#### Work to be completed:
As the answer, give every line of the records that includes the word "below".

(Stored data)
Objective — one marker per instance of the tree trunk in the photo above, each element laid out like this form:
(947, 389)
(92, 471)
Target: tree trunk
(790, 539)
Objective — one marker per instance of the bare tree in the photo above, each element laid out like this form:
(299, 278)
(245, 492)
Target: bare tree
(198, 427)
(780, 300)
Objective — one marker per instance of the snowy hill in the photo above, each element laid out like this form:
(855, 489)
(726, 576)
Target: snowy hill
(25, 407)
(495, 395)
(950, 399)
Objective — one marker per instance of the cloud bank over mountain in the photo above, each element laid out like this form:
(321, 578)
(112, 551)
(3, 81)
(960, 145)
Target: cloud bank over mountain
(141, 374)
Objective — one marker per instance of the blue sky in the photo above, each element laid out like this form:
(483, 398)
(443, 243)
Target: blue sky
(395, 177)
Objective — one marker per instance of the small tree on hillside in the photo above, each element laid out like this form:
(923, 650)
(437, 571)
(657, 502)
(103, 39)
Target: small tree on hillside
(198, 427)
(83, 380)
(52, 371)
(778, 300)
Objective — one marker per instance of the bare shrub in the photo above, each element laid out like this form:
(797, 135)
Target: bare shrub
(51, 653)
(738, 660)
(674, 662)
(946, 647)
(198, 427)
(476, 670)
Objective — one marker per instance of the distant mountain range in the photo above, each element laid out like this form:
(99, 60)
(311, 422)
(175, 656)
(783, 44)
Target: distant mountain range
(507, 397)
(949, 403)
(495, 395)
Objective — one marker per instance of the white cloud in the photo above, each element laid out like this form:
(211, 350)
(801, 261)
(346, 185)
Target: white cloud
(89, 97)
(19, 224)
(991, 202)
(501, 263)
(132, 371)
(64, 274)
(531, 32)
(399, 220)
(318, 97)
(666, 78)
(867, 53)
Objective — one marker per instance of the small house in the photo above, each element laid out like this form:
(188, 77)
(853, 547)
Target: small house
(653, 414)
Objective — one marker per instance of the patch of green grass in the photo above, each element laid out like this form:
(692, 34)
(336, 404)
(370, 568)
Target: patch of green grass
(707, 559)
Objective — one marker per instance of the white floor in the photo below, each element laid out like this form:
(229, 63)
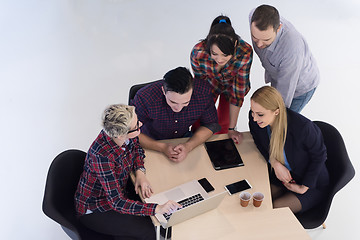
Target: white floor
(63, 61)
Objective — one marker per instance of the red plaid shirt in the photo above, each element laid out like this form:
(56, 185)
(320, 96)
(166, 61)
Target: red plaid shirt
(233, 80)
(106, 171)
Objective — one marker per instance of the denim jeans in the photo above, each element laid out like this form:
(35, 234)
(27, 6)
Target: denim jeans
(299, 102)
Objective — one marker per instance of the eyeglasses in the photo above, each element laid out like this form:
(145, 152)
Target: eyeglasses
(136, 129)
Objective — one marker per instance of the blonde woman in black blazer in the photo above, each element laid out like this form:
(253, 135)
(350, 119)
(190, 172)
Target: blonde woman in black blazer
(294, 148)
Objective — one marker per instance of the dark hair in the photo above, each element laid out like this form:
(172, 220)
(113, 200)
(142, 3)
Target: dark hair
(266, 16)
(223, 35)
(178, 80)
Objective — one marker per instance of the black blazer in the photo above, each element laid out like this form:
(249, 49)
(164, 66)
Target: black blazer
(304, 149)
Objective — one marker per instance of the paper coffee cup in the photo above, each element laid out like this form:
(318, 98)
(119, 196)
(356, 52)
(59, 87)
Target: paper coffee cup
(244, 198)
(258, 197)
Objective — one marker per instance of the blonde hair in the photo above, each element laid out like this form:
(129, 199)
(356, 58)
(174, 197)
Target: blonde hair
(117, 118)
(270, 99)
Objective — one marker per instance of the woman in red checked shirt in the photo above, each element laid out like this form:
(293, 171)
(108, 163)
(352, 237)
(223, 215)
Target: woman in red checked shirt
(224, 60)
(102, 200)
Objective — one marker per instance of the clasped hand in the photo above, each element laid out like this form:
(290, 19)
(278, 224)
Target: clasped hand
(176, 153)
(283, 174)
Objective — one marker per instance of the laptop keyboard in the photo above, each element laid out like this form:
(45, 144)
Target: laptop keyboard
(187, 202)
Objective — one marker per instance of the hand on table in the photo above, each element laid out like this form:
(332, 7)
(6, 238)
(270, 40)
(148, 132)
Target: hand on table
(176, 153)
(281, 172)
(301, 189)
(169, 207)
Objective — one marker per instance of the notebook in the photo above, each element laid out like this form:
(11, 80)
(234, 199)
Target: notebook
(223, 154)
(181, 192)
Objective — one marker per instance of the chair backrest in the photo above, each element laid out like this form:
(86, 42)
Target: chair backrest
(133, 90)
(61, 183)
(340, 169)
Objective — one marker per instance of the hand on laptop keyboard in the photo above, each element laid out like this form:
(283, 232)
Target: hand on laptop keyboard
(186, 202)
(169, 207)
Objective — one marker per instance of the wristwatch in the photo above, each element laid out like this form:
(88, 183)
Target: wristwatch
(142, 169)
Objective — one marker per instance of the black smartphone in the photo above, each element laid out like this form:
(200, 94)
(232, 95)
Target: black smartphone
(237, 186)
(206, 185)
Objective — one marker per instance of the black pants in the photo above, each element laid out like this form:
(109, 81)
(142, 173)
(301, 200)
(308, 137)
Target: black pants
(122, 225)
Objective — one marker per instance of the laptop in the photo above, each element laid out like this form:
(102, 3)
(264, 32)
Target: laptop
(223, 154)
(193, 192)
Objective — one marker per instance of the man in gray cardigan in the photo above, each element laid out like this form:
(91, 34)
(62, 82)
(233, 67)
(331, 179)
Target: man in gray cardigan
(284, 53)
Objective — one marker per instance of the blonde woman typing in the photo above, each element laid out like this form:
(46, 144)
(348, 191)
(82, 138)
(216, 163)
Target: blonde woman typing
(294, 148)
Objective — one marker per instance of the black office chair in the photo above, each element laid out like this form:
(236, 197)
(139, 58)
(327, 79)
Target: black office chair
(340, 169)
(58, 203)
(133, 90)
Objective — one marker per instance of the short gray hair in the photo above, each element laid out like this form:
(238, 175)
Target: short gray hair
(117, 118)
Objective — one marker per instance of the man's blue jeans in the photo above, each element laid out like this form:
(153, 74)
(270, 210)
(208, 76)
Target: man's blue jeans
(299, 102)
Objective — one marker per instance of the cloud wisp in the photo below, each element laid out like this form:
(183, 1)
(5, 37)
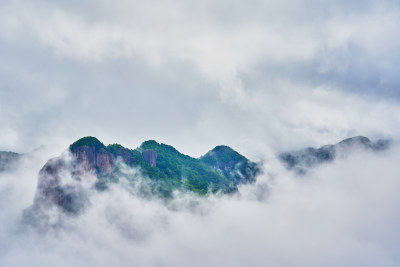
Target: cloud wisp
(344, 213)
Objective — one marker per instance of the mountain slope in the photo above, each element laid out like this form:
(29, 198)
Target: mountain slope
(8, 160)
(89, 164)
(306, 158)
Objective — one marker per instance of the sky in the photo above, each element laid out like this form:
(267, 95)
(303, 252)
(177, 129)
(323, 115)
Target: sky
(258, 76)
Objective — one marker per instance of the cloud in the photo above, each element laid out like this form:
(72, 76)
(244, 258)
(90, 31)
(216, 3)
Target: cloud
(344, 213)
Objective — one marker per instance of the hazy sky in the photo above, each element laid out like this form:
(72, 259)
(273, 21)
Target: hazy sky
(259, 75)
(256, 75)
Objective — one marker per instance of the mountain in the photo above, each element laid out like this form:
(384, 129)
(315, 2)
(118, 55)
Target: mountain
(64, 180)
(301, 160)
(8, 160)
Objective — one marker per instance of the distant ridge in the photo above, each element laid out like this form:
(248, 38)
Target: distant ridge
(303, 159)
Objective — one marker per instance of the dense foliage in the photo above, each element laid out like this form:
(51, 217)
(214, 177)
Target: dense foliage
(222, 169)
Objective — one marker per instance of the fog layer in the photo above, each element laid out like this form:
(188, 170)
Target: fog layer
(345, 213)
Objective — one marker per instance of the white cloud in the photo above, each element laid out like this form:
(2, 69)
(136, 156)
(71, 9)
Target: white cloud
(344, 213)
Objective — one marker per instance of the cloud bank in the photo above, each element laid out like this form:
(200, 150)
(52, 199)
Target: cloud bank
(344, 213)
(200, 74)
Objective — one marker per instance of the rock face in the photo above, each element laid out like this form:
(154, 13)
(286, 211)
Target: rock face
(64, 182)
(150, 156)
(231, 164)
(304, 159)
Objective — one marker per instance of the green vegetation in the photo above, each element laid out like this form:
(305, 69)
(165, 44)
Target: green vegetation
(87, 141)
(222, 169)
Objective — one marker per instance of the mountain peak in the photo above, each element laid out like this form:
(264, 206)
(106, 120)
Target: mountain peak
(89, 141)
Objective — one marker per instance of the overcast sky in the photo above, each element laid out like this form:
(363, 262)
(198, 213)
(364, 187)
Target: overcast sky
(256, 75)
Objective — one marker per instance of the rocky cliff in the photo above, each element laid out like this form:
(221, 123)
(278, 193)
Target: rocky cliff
(90, 165)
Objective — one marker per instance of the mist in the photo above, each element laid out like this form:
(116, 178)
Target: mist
(344, 213)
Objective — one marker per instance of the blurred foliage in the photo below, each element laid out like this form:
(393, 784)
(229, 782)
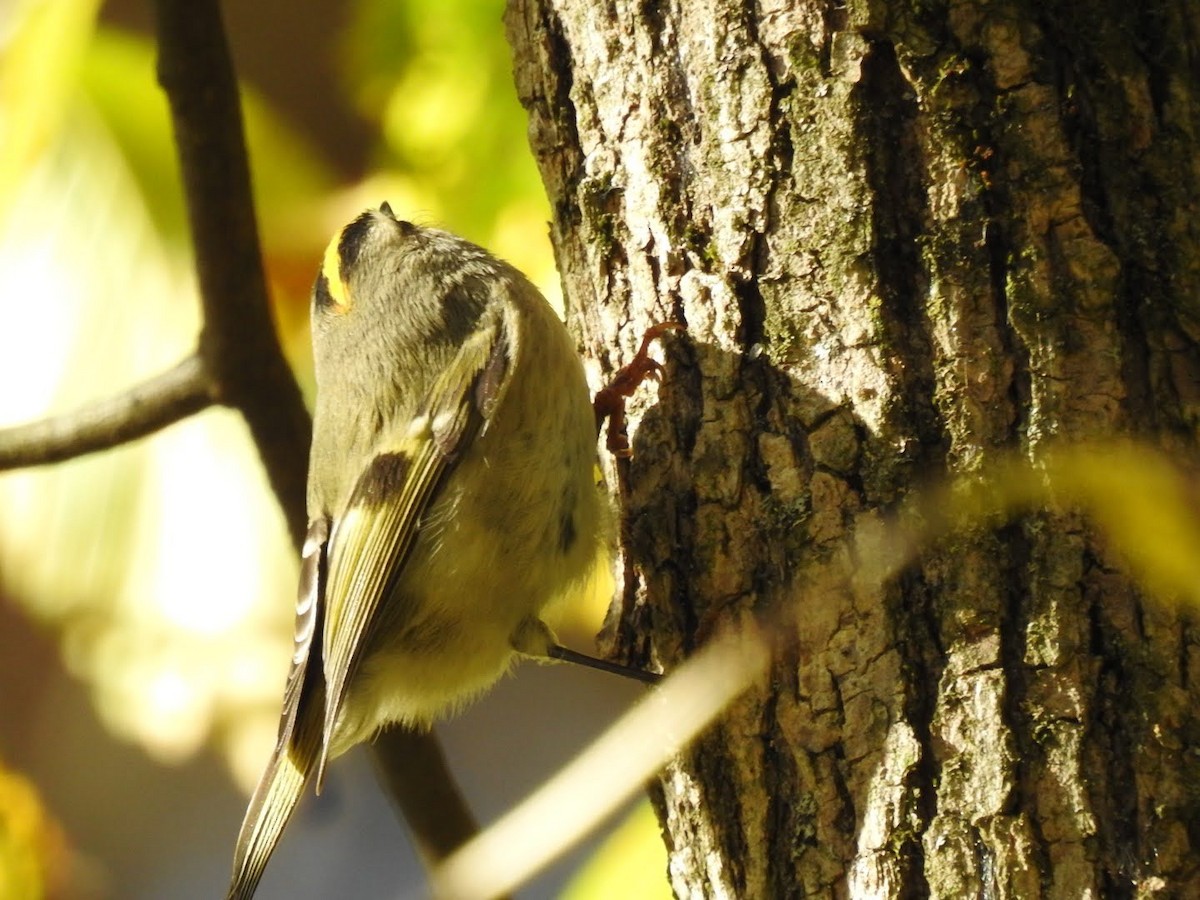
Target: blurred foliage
(183, 653)
(35, 858)
(631, 862)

#### Answer section:
Objective — one marker per instance of the white floor in the photo below, each element laid out like this form:
Objective — one marker per instance of the cloud wisp in the photo below, each element laid out like this form:
Objective — one marker per instance of the blurred foliage in the photo below, each element laid out like this form:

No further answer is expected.